- _Problem details_: Could you copy out every line of the data where the word "distant" occurs?

- _Given records_:
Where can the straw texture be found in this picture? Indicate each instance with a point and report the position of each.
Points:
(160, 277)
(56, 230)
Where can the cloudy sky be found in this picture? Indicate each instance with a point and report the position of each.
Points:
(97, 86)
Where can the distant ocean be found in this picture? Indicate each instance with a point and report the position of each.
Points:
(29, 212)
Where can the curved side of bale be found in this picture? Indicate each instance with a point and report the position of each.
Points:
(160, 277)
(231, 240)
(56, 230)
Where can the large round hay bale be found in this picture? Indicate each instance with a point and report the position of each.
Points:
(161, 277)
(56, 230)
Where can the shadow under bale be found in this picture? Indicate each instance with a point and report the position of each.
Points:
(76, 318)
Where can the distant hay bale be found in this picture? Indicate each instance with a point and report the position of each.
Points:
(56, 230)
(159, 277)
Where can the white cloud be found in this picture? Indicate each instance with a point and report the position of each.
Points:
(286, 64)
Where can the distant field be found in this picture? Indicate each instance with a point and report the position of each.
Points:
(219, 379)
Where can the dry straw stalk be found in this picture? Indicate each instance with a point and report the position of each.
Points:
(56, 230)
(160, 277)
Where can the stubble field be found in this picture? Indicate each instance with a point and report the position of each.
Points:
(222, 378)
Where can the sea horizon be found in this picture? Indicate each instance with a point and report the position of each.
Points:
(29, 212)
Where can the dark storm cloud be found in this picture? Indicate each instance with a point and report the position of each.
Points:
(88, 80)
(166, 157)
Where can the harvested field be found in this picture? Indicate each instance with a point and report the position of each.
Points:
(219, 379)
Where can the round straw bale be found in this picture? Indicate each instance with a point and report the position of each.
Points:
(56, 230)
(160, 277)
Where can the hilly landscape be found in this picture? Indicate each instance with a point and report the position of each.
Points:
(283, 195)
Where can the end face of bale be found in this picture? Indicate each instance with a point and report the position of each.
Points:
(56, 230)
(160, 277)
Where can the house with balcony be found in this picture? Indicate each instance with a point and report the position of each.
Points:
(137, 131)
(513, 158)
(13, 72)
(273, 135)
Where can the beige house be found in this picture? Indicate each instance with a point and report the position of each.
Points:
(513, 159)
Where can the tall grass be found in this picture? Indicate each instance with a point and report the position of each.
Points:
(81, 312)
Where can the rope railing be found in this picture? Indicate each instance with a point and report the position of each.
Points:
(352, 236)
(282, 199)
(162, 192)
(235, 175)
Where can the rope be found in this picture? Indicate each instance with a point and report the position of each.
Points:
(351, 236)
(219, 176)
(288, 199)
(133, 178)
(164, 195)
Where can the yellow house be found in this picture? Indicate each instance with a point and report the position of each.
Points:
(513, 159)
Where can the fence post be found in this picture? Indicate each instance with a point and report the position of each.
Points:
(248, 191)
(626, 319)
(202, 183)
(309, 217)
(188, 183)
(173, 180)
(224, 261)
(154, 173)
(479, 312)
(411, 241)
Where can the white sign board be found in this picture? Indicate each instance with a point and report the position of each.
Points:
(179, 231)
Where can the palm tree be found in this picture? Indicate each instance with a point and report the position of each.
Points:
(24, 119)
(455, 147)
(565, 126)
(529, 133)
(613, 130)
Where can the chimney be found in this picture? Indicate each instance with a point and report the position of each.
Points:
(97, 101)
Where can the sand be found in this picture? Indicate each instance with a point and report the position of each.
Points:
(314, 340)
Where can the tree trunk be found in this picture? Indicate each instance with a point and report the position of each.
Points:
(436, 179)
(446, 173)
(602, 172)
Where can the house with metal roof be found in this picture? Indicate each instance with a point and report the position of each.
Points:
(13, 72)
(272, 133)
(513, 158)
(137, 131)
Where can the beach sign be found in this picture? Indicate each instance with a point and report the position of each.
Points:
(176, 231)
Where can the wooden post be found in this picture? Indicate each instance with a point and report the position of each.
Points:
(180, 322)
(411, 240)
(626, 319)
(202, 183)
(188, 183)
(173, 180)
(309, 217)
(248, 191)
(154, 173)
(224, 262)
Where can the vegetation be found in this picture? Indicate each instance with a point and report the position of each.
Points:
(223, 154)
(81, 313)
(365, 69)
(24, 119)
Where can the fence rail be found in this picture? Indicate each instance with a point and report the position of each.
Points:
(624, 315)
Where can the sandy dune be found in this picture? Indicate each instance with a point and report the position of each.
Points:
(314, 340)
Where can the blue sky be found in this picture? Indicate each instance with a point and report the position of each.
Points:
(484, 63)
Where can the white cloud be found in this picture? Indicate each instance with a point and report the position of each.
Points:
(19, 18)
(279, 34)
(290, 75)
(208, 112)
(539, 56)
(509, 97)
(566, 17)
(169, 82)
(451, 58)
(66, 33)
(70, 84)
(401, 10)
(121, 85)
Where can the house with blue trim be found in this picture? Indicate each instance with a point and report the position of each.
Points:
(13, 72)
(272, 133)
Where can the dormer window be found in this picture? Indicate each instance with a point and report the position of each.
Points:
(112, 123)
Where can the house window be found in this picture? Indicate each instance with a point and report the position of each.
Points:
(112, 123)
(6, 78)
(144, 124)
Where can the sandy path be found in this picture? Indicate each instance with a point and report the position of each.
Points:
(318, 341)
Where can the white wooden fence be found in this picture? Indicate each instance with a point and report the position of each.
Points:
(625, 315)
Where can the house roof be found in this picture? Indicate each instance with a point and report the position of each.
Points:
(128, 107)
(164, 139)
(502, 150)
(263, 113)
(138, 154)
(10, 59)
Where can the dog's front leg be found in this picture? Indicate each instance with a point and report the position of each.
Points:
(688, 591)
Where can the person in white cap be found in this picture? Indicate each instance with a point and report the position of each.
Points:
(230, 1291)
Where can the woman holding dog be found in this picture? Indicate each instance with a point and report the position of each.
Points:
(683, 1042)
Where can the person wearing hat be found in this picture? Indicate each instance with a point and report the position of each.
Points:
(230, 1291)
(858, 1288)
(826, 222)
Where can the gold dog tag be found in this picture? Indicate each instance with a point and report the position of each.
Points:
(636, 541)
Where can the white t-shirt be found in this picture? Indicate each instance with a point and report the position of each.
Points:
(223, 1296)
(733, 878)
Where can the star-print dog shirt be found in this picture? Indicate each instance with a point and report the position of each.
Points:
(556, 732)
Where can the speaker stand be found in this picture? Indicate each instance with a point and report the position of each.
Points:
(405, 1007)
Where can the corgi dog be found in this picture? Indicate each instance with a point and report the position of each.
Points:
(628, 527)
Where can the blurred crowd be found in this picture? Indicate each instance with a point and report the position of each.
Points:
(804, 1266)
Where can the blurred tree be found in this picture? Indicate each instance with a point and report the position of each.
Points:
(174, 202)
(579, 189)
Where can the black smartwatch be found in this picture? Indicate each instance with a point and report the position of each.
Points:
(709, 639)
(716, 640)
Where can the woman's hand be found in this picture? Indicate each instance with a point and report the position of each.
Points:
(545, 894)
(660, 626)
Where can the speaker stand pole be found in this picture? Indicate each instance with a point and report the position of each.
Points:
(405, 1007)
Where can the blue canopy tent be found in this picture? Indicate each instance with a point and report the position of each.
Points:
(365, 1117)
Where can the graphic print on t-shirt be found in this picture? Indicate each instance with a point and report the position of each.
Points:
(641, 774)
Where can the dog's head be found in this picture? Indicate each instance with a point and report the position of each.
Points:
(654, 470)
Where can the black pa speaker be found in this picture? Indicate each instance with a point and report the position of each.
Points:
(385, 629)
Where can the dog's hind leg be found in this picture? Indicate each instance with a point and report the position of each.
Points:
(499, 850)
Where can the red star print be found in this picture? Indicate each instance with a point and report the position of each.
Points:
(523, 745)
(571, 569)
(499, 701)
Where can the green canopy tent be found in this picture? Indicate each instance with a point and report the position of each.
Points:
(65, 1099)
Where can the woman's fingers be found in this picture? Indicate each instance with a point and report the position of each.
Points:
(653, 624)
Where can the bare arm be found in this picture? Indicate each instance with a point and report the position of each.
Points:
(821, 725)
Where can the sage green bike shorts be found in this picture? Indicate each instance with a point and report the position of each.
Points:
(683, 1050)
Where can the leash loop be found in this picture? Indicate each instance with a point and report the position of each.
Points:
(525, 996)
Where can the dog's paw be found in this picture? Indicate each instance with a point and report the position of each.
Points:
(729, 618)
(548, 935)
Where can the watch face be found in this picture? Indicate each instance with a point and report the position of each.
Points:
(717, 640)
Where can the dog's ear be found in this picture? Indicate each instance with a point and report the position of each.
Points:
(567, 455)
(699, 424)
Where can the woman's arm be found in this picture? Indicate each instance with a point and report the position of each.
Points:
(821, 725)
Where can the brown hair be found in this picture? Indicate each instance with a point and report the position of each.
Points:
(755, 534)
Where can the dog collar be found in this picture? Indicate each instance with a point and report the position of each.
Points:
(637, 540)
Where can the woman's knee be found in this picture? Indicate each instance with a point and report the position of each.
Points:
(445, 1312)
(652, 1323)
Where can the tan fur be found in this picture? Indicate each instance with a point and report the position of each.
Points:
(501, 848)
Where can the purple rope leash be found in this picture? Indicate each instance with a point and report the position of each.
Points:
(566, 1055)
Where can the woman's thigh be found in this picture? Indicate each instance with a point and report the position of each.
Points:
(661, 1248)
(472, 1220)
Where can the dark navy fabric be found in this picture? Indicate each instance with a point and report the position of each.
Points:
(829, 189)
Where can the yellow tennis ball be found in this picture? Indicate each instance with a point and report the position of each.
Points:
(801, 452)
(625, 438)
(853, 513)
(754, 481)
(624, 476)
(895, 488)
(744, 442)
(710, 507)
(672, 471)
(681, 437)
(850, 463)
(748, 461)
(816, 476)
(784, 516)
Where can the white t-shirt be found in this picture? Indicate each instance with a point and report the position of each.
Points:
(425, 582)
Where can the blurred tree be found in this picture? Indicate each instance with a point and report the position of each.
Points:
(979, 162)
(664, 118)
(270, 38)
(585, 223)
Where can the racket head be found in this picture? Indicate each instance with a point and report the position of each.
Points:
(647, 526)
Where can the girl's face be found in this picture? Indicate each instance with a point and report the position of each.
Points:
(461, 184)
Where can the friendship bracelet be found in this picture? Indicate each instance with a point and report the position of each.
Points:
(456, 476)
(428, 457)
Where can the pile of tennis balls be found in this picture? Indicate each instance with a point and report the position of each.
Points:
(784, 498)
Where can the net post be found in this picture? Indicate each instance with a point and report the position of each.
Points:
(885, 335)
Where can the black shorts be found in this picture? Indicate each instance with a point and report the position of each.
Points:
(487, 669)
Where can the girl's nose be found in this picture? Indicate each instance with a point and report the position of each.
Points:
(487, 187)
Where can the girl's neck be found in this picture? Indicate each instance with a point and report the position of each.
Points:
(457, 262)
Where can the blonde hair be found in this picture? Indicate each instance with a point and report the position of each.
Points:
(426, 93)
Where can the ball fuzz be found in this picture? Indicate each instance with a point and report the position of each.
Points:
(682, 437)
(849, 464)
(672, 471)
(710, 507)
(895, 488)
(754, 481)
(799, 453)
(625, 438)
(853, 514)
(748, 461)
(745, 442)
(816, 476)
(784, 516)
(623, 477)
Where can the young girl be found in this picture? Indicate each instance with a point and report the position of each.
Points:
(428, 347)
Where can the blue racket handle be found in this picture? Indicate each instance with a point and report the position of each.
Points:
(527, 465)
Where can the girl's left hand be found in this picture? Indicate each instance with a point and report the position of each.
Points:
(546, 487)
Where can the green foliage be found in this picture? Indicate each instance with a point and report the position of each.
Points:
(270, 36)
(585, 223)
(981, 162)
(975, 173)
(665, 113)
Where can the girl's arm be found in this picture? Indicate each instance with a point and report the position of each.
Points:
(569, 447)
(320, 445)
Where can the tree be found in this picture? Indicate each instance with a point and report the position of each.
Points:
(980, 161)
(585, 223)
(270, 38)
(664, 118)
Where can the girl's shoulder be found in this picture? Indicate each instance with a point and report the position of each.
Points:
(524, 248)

- _Answer_:
Where can the distant ocean be found in this picture? Indicate each instance with a point and report the position of each.
Where can the distant hay bale be found in this picture? Indicate each instance with a point and report the position of each.
Where can the distant field be found in this picture? Indicate each instance with a point and report the position of each.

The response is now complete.